3. GRANT OF LICENSE RIGHTS
3.1 Espial hereby grants to Licensee, subject to the terms and conditions
contained herein, including but not limited to the payment of all associated
fees and the terms and conditions specific to the Sublicensed Supplier Software
contained in Exhibit D hereto: (a) a non-exclusive, non-transferable, limited
license which may be subject to further limitations specified in Schedule A to
have employees use the Software Development Kit for the express purpose of
undertaking the Development Project; and (b) a non-exclusive, non-transferable,
royalty-bearing, worldwide, limited license to (i) to integrate the Embedded
Software into the Products; (ii) to reproduce the Embedded Software as
integrated into the Products, and (iii) to distribute the Embedded Software as
integrated into the Products solely to End Users who are subject to an End User
Agreement. 3.2. Licensee agrees that it will conspicuously display the Espial Mark in
the form attached hereto as Exhibit C on each Product in one of the following
formats: (i) silk-screened or affixed as a sticker on the Product on the same
side of the Product as the Product's main screen display; or (ii) as a screen
shot displayed on the Product's screen display during boot. In either case, the
minimum dimensions of the Espial Mark as displayed in or on the Product will be
10.1mm wide x 4.2mm high. Licensee may display Page 3 of 15
the Espial Mark in red and black, white or black, as may be reasonably deemed
appropriate in light of the background colors. 3.3. Espial hereby grants to Licensee a nonexclusive, nontransferable limited
license to use, reproduce and display the Espial Mark solely in accordance with
Section 3.1(b) and 3.2 above and in connection with the distribution,
advertising, marketing and promotion of Licensee's Products incorporating the
Embedded Software, provided that appropriate trademark notices are included and
the use conforms to Espial's guidelines regarding the use of trademarks, which
will be provided at Licensee's request. Licensee agrees that Espial is the sole
and exclusive owner of the Espial Mark and all goodwill associated therewith.
Except as expressly provided herein, Licensee is granted no right, title or
license to, or interest in, any Espial Marks. Licensee agrees not to: (i)

——————

DIRECTIONS FOR THIS TASK: Decide whether each statement agrees with the license-rights section, answering yes or no and quoting the deciding words: (a) the Espial Mark must be displayed at least 10.1mm wide and 4.2mm high; (b) the license to distribute the Embedded Software is exclusive; (c) Espial's trademark guidelines are provided at the Licensee's request. The material has nothing to do with the license-rights section.

——————

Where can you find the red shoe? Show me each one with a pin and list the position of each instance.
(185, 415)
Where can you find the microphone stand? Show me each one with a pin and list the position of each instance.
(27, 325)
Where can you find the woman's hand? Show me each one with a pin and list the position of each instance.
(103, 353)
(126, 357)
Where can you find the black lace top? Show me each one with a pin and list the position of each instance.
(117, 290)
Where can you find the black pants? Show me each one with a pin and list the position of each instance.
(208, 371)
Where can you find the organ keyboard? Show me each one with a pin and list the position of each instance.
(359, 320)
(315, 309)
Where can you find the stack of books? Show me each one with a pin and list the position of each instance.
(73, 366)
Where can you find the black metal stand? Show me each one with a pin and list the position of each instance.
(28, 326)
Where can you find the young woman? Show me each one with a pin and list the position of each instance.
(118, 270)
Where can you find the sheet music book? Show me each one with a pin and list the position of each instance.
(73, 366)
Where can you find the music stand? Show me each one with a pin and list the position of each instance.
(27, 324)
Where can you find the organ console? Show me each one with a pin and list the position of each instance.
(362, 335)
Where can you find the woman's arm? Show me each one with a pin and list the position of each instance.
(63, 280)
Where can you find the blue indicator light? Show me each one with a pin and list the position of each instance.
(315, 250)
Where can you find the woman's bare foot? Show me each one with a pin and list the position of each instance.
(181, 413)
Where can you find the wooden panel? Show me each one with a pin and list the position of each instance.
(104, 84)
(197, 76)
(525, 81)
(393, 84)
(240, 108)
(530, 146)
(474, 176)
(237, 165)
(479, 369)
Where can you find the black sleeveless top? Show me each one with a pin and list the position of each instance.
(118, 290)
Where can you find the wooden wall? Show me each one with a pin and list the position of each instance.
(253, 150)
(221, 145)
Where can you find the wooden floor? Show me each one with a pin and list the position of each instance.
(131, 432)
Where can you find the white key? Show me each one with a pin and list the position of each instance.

——————

EXERCISE ANSWER:
(a) Yes: "the minimum dimensions of the Espial Mark as displayed in or on the Product will be 10.1mm wide x 4.2mm high"
(b) No: "a non-exclusive, non-transferable, royalty-bearing, worldwide, limited license"
(c) Yes: "which will be provided at Licensee's request"